KUTIPAN:
------

SUMUTPOS.CO – Pemilihan Umum (Pemilu) 2019 tinggal hitungan hari. Potensi permainan politik uang tampaknya masih kental terjadi, tak terkecuali di Provinsi Sumatera Utara. Bahkan, masyarakat disinyalir makin terang-terangan mengaku ‘siap menerima serangan fajar’ dari para kontestan pemilu. Hasil survei perilaku pemilih salahsatu parpol, 40 persen pemilih masih menunggu adanya serangan fajar.
CALON anggota legislative (Caleg) dari Partai Kesatuan dan Persatuan Indonesia (PKPI), Anton Siahaan kepada Sumut Pos mengakui, politik uang memang tidak dapat dihindari. Bukan hanya pada edisi pemilu kali ini. “Hampir di seluruh daerah di Indonesia, setiap ada momen pemilu, semakin mencuat. Begitupun di Sumut ini,” kata Anton Siahaan, Senin (8/4).

------

DATA YANG DIBERIKAN:
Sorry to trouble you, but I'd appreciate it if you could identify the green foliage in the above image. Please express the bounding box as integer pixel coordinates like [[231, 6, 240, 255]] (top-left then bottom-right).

------

SOAL SINGKAT A:
Salinlah secara persis sebagian kutipan berita politik uang ini, dimulai dari bagian yang memuat "SUMUTPOS.CO – Pemilihan" dan berhenti setelah "Siahaan, Senin (8/4).".
SOAL SINGKAT B:
Sebutkan semua singkatan yang diperkenalkan dalam tanda kurung pada kutipan, masing-masing beserta kepanjangannya.
Kerjakan hanya dengan berpedoman pada kutipan.

PENYELESAIAN SOAL A:
SUMUTPOS.CO – Pemilihan Umum (Pemilu) 2019 tinggal hitungan hari. Potensi permainan politik uang tampaknya masih kental terjadi, tak terkecuali di Provinsi Sumatera Utara. Bahkan, masyarakat disinyalir makin terang-terangan mengaku ‘siap menerima serangan fajar’ dari para kontestan pemilu. Hasil survei perilaku pemilih salahsatu parpol, 40 persen pemilih masih menunggu adanya serangan fajar.
CALON anggota legislative (Caleg) dari Partai Kesatuan dan Persatuan Indonesia (PKPI), Anton Siahaan kepada Sumut Pos mengakui, politik uang memang tidak dapat dihindari. Bukan hanya pada edisi pemilu kali ini. “Hampir di seluruh daerah di Indonesia, setiap ada momen pemilu, semakin mencuat. Begitupun di Sumut ini,” kata Anton Siahaan, Senin (8/4).

PENYELESAIAN SOAL B:
- Pemilu: Pemilihan Umum
- Caleg: calon anggota legislative
- PKPI: Partai Kesatuan dan Persatuan Indonesia